▸ 選んだ抜粋文
◆ ◆ ◆ ◆ ◆ ◆ ◆
毎月の給料から差し引かれる厚生年金保険料。その支払い額は以下のように計算されています。 ☑ 1.標準報酬月額×保険料率 ☑ 2.標準賞与額×保険料率 「標準報酬月額」とは毎月の平均給与額のことで基本的に4月、5月、6月の平均で決定されます。また、「標準賞与額」は実際に支給された賞与額をいいます。また、保険料率は現在まで段階的に引き上げられてきましたが、平成29年9月以降より18.3%で固定されます。 なお、「標準報酬月額」の対象は次のいずれかの条件を満たすものとされています。 ☑ 1.被保険者が自己の労働の対価として受けるものであること ☑ 2.事業所から経常的かつ実質的に受けるもので、被保険者の通常の生計にあてられるもの つまり、基本給以外にも、能率給、奨励給、役付手当、職階手当、特別勤務手当、勤務地手当、物価手当、日直手当、宿直手当、家族手当、休職手当、通勤手当、住宅手当、別居手当、早出残業手当、継続支給する見舞金等、事業所から現金又は現物で支給されるものも対象となるということです。ただし、見舞金等臨時に受領するものは対象となりません。 ちなみに、厚生年金保険料は会社の折半で支払っていますので、実質的な保険料率は9.15%となります。
◆ ◆ ◆ ◆ ◆ ◆ ◆
▸ 保存データ
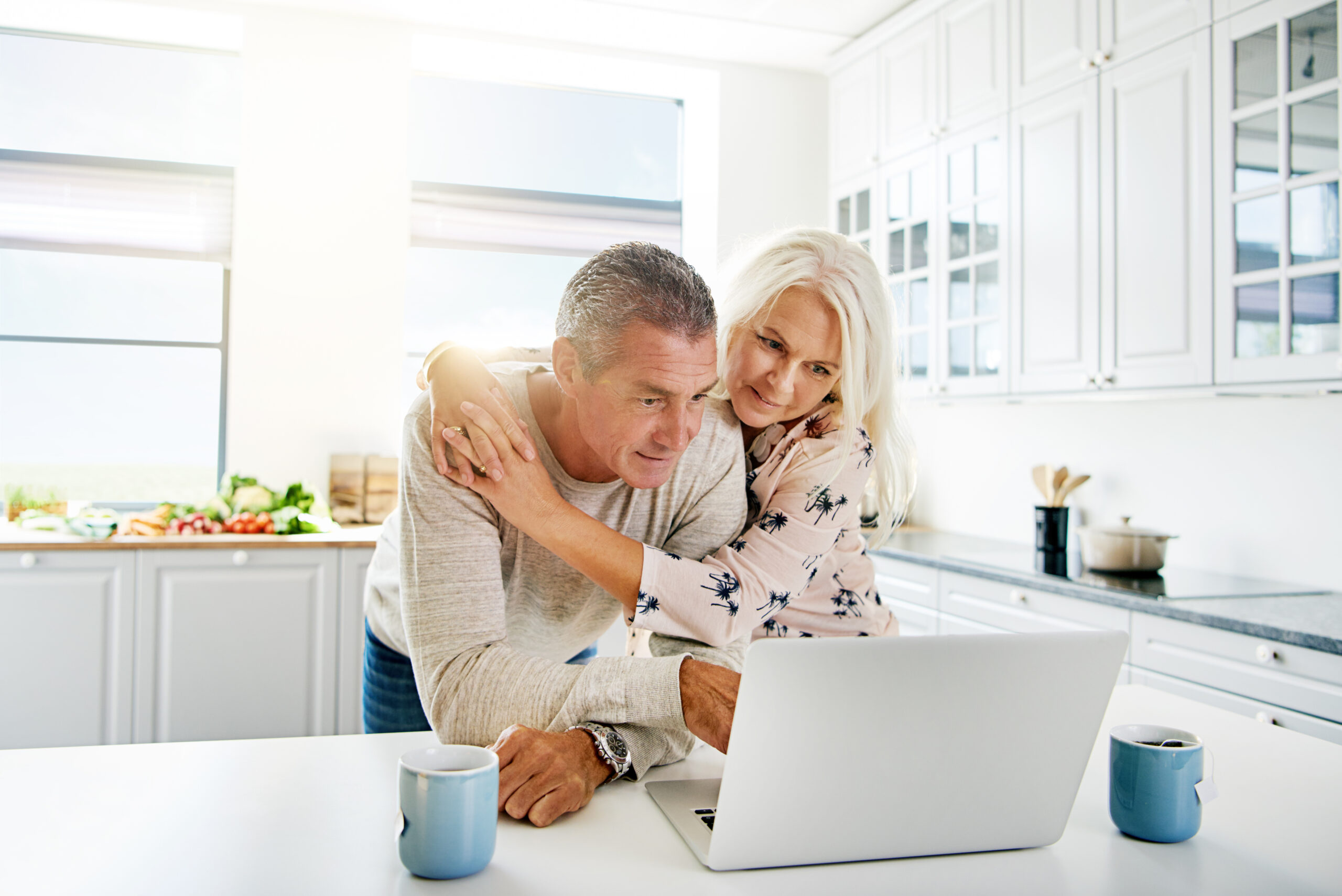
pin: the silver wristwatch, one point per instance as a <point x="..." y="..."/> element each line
◆ ◆ ◆ ◆ ◆ ◆ ◆
▸ 設定課題
厚生年金保険料についての抜粋文を、最後の文の後から書き継ぐこと。 データは抜粋文と関係がない。

▸ 課題の結果
標準報酬月額は4月〜6月の平均給料で決まる

標準報酬月額は前述のとおり4月〜6月の平均給料で国が決定します。給与に大幅な変動がない限り、原則的年1回の月額見直しとなります。ここで注意が必要なのが、4月〜6月までの給料を単に3で割った額が平均給料になるわけではないということです。その3で割った額は「標準報酬月額表」という一定の範囲で等級分けされた表に当てはめて決定されるのです。この「標準報酬月額表」は日本年金機構のHPで確認可能です。 ちなみに、4月〜6月までの期間に残業が多いとその分支払う厚生年金保険料の額が大きくなります。その場合、支払っている保険料額が多いほど将来受給できる年金の金額も上昇しますので一概に損をしている訳ではないということは覚えておいてもよいでしょう。 なお、標準報酬月額の決定方法には以下のものがあります。参考にしてください。

1.資格取得時の決定

従業員が被保険者としての資格取得時報酬に基づいて、一定方法により報酬月額を決定する方法。

2.定時決定

毎年7月1日現在で使用されている事業所において、4月〜6月に受けた報酬の合計額を3で割って報酬月額を決定する方法(上記で確認した方法です)。

3.随時決定

被保険者の報酬が昇給などにより著しく変動があった場合において、厚生労働大臣が必要と認めたときに改定する方法。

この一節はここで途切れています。